Stored data entries:
_ _ _ _ _ _ _
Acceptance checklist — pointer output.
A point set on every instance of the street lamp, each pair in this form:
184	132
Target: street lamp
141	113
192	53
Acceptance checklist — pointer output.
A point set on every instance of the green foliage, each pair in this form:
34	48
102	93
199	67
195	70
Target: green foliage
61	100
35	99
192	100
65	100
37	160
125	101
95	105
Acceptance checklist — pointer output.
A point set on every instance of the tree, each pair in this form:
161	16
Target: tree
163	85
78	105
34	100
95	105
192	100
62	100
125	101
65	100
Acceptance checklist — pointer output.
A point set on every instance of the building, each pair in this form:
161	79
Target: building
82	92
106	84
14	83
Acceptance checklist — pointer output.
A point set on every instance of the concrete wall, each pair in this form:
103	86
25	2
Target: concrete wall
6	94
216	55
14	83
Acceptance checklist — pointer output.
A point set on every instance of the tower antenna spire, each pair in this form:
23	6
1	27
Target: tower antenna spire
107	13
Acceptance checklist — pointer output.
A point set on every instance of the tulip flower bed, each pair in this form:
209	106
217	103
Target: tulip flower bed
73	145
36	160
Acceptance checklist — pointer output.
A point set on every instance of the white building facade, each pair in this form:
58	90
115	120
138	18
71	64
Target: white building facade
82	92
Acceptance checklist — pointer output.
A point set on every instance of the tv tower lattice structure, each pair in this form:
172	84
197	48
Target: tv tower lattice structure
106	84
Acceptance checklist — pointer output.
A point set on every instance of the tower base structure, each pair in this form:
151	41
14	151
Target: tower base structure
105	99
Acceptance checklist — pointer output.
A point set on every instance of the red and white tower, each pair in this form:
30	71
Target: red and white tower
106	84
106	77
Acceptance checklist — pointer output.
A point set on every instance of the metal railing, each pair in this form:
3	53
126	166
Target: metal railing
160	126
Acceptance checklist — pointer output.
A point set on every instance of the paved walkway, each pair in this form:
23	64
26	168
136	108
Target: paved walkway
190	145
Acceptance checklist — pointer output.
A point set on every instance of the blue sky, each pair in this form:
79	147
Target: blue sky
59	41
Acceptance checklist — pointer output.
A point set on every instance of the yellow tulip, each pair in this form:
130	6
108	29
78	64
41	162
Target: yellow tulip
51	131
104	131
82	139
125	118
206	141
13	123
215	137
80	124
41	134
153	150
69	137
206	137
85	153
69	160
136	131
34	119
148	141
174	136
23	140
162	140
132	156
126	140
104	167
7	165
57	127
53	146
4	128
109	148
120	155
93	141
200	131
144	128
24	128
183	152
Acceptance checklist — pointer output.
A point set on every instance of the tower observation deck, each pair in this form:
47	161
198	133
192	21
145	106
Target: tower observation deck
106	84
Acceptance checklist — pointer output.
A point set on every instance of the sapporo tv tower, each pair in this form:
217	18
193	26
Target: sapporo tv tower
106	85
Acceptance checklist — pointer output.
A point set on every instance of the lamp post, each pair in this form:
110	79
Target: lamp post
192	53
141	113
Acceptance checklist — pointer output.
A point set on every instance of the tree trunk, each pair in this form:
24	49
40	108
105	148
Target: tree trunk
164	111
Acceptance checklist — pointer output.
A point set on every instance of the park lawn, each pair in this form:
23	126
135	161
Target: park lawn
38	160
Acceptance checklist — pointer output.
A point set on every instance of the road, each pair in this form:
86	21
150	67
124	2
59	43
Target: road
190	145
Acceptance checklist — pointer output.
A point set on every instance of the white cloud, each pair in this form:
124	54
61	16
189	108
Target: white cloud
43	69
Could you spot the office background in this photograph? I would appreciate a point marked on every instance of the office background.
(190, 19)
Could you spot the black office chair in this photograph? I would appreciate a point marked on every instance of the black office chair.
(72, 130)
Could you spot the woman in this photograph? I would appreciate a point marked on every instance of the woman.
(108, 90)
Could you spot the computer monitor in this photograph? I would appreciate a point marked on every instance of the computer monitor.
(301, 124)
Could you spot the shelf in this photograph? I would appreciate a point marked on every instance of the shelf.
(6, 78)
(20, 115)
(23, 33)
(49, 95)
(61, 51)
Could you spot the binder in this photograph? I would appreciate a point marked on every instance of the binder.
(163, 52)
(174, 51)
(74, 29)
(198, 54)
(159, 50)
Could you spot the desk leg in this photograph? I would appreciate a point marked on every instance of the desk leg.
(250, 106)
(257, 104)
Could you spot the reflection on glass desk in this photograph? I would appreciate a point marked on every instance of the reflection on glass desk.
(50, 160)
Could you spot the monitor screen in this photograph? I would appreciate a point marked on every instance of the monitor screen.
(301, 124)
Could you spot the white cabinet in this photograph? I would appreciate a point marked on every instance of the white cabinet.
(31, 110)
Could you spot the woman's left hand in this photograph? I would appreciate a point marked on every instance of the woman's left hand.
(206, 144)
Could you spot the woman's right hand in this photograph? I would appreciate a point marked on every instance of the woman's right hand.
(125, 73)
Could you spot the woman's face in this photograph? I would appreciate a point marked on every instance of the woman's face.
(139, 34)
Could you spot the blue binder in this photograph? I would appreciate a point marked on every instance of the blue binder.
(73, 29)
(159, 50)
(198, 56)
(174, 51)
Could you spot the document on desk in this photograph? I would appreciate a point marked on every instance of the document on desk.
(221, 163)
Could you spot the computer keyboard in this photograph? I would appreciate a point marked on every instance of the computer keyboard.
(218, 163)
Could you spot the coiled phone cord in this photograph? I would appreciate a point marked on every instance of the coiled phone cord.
_ _ _ _ _ _ _
» PROBLEM DESCRIPTION
The answer should hold the lines from the one containing "Could you spot the woman's left" through the end of the entries above, set down exactly, with both ends included.

» RESPONSE
Could you spot the woman's left hand in this photograph? I would appreciate a point marked on every instance of the woman's left hand.
(206, 144)
Could you spot the woman's right hand in this photograph? I would appreciate a point marked on every instance of the woman's right hand.
(125, 73)
Could you spot the woman's face in this photograph? I would appreciate a point marked on every instance of the woman's face.
(139, 34)
Could you spot the blue binder in this photograph? I would appreciate a point marked on every instance of the blue binder.
(73, 29)
(159, 50)
(198, 56)
(174, 51)
Could you spot the document on desk in this photograph? I would appreciate a point marked on every instance of the document on desk.
(221, 163)
Could you spot the computer keyboard in this photograph? I would appreciate a point marked on every instance of the computer keyboard.
(218, 163)
Could you spot the coiled phone cord in this photograph? I would appreciate a point marked on every instance of the coiled phone cord.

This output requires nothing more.